Trecho da fonte »
╔══

Diaconisas: quem eram?
Em síntese: São Paulo e antigos documentos da Igreja
referem-se a diaconisas. Eram mulheres de conduta irrepreensível chamadas a
participar dos serviços que a Igreja prestava a pessoas do sexo feminino,
principalmente por ocasião do Batismo (ministrado por imersão). Recebiam o seu
ministério pela imposição das mãos do Bispo, que não conferia caráter
sacramental. – Com a rarefação do Batismo de adultos, foi-se extinguindo a
figura da diaconisa na Igreja a partir do século VI.
Pensando na promoção da mulher em nossos dias, há quem proponha seja ela
chamada ao diaconato, como parece ter acontecido nos primeiros séculos da
Igreja, quando havia diaconisas. Torna-se assim necessário investigar quem eram
as diaconisas da Antigüidade.

╚══

Exercício proposto 1 »
Diga se cada afirmação abaixo está de acordo com o texto sobre as diaconisas. Responda sim ou não e cite exatamente as palavras do texto que decidem a questão.
(a) A imposição das mãos do Bispo conferia caráter sacramental ao ministério das diaconisas.
(b) A figura da diaconisa foi desaparecendo na Igreja a partir do século VI.
(c) O Batismo da época era ministrado por aspersão.

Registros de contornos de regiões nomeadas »
╔══

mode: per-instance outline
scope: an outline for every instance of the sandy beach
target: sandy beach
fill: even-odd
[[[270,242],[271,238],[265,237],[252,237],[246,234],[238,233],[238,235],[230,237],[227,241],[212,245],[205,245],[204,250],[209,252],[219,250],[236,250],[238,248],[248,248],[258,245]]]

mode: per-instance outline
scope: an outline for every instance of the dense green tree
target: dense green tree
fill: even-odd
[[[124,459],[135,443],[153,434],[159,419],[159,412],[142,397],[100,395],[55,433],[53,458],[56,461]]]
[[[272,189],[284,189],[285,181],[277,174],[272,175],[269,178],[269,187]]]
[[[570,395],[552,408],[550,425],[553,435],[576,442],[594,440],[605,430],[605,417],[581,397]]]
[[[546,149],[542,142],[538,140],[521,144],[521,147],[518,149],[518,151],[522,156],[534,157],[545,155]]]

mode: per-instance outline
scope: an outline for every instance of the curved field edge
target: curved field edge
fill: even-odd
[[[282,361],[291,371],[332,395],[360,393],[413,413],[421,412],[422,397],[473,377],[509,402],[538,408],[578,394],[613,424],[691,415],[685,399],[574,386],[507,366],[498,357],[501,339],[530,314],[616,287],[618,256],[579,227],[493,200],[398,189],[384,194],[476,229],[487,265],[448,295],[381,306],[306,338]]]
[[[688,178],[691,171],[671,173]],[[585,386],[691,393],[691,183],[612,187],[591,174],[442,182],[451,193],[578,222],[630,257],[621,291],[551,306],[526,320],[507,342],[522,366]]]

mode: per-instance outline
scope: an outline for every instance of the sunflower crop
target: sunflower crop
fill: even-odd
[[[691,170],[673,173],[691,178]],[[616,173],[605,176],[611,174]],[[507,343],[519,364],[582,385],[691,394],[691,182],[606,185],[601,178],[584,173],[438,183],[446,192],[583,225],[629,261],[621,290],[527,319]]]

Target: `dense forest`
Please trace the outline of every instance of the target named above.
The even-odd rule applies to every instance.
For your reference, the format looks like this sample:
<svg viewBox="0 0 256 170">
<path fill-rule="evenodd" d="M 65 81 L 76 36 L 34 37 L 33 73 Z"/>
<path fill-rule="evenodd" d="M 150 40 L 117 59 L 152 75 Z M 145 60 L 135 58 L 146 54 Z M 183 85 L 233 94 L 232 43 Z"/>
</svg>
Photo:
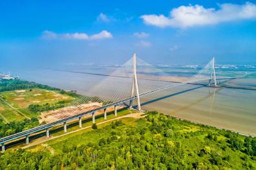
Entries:
<svg viewBox="0 0 256 170">
<path fill-rule="evenodd" d="M 0 118 L 0 137 L 9 136 L 38 125 L 39 121 L 36 118 L 32 118 L 31 120 L 23 119 L 21 121 L 13 121 L 8 124 L 3 122 Z"/>
<path fill-rule="evenodd" d="M 0 80 L 0 92 L 26 89 L 31 89 L 32 90 L 32 88 L 34 88 L 58 91 L 59 93 L 68 95 L 74 98 L 80 97 L 79 95 L 75 93 L 65 91 L 58 88 L 52 88 L 47 85 L 24 80 Z M 67 103 L 70 102 L 70 100 L 67 100 L 59 101 L 55 104 L 45 104 L 42 105 L 31 104 L 28 106 L 28 109 L 32 113 L 41 112 L 65 107 Z M 32 118 L 31 120 L 24 119 L 19 121 L 10 121 L 10 123 L 5 123 L 3 120 L 0 118 L 0 137 L 8 136 L 38 125 L 39 121 L 36 118 Z"/>
<path fill-rule="evenodd" d="M 73 97 L 78 97 L 79 95 L 70 91 L 65 91 L 59 88 L 52 88 L 47 85 L 44 85 L 34 82 L 29 82 L 21 79 L 13 80 L 0 80 L 0 92 L 6 91 L 12 91 L 17 90 L 25 90 L 32 88 L 41 88 L 48 90 L 59 91 L 61 94 L 68 95 Z"/>
<path fill-rule="evenodd" d="M 0 169 L 256 168 L 255 138 L 155 111 L 133 124 L 119 120 L 93 129 L 60 142 L 56 153 L 8 150 L 0 156 Z M 94 137 L 85 140 L 88 136 Z"/>
</svg>

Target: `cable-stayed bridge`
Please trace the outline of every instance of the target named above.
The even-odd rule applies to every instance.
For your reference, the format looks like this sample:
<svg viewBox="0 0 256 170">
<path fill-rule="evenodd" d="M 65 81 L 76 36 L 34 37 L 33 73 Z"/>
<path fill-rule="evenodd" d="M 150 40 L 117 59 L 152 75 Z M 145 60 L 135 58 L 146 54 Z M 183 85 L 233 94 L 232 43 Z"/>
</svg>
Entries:
<svg viewBox="0 0 256 170">
<path fill-rule="evenodd" d="M 225 82 L 246 75 L 247 75 L 236 77 L 217 77 L 213 58 L 191 77 L 169 76 L 165 72 L 137 58 L 134 54 L 130 60 L 116 69 L 107 77 L 92 88 L 88 89 L 81 97 L 72 102 L 69 106 L 72 108 L 69 114 L 63 114 L 56 121 L 0 138 L 2 151 L 5 151 L 5 144 L 18 138 L 25 137 L 26 144 L 28 144 L 29 135 L 40 131 L 46 131 L 46 135 L 49 137 L 50 129 L 60 124 L 63 124 L 63 130 L 67 132 L 67 122 L 76 119 L 78 119 L 79 126 L 81 128 L 82 117 L 85 115 L 91 115 L 92 122 L 94 123 L 96 113 L 99 111 L 103 111 L 104 118 L 106 118 L 107 109 L 111 107 L 114 107 L 114 114 L 116 116 L 118 106 L 125 104 L 132 108 L 134 101 L 136 101 L 136 109 L 140 111 L 140 97 L 149 94 L 187 84 L 217 88 Z M 83 111 L 81 109 L 81 105 L 91 102 L 102 104 L 89 111 Z"/>
</svg>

╚══

Exercício proposto 2 » Selecione todas as linhas dos registros que contêm a palavra “curved”, diferenciando maiúsculas de minúsculas.

Resposta do exercício 1 »
(a) Não: "que não conferia caráter sacramental".
(b) Sim: "foi-se extinguindo a figura da diaconisa na Igreja a partir do século VI".
(c) Não: "(ministrado por imersão)".

Resposta do exercício 2 »
scope: an outline for every instance of the curved field edge
target: curved field edge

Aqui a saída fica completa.